EXERCISE INSTRUCTIONS -
Counting the line with "Provide one point per instance of the dolphin's grey" as the last one, copy out the lines of the data exactly from the first onward.

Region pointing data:
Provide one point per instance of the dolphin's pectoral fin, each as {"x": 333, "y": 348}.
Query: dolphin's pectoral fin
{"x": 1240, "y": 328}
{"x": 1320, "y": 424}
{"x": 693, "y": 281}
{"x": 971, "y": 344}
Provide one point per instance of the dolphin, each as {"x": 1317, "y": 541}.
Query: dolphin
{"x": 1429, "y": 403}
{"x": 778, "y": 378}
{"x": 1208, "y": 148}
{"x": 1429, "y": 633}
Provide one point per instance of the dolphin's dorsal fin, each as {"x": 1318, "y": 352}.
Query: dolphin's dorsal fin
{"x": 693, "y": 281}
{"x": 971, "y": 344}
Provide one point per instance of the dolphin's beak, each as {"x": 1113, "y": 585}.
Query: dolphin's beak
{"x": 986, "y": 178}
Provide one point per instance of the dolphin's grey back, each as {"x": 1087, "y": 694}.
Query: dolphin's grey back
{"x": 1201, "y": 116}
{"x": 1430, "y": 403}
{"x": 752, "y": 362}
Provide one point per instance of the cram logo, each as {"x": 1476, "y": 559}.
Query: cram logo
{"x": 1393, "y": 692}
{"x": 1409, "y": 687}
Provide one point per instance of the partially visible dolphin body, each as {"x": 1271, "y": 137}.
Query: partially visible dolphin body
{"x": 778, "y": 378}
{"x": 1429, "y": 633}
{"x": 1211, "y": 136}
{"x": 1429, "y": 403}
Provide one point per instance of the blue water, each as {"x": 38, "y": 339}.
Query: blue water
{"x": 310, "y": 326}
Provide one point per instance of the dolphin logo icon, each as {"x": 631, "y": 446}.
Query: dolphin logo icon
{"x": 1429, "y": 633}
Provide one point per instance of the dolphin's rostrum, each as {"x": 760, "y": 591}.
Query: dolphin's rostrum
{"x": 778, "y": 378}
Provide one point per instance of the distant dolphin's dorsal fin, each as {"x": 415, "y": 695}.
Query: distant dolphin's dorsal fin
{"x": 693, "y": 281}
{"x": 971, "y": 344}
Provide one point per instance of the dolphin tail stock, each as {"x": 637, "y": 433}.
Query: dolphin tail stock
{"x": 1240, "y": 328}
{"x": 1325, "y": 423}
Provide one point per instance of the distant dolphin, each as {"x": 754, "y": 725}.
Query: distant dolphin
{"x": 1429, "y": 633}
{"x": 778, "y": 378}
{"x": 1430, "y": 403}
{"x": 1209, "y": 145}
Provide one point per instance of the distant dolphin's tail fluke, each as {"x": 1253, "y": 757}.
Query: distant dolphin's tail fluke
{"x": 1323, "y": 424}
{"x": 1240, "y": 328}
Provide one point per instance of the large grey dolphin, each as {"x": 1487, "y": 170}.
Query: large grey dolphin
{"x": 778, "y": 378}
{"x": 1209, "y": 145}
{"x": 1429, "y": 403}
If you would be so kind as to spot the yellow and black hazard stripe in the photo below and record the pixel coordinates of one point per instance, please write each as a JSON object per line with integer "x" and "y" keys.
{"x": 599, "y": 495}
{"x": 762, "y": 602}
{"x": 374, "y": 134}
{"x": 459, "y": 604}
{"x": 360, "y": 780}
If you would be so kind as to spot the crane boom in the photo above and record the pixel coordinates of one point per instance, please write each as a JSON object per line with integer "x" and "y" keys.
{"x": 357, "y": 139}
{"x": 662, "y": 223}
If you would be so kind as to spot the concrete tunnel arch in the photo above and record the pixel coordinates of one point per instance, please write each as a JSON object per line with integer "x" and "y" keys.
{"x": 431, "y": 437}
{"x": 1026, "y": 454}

EXERCISE OUTPUT -
Provide one point per instance of the dolphin's pectoral fin, each as {"x": 333, "y": 348}.
Query: dolphin's pectoral fin
{"x": 1240, "y": 328}
{"x": 1320, "y": 424}
{"x": 693, "y": 281}
{"x": 971, "y": 344}
Provide one point per instance of the dolphin, each as {"x": 1317, "y": 541}.
Query: dolphin
{"x": 1429, "y": 403}
{"x": 778, "y": 378}
{"x": 1208, "y": 148}
{"x": 1429, "y": 633}
Provide one point per instance of the dolphin's dorsal fin, each as {"x": 1318, "y": 352}.
Query: dolphin's dorsal fin
{"x": 693, "y": 281}
{"x": 971, "y": 344}
Provide one point per instance of the dolphin's beak, each as {"x": 1113, "y": 585}.
Query: dolphin's beak
{"x": 986, "y": 178}
Provide one point per instance of the dolphin's grey back, each as {"x": 1087, "y": 694}.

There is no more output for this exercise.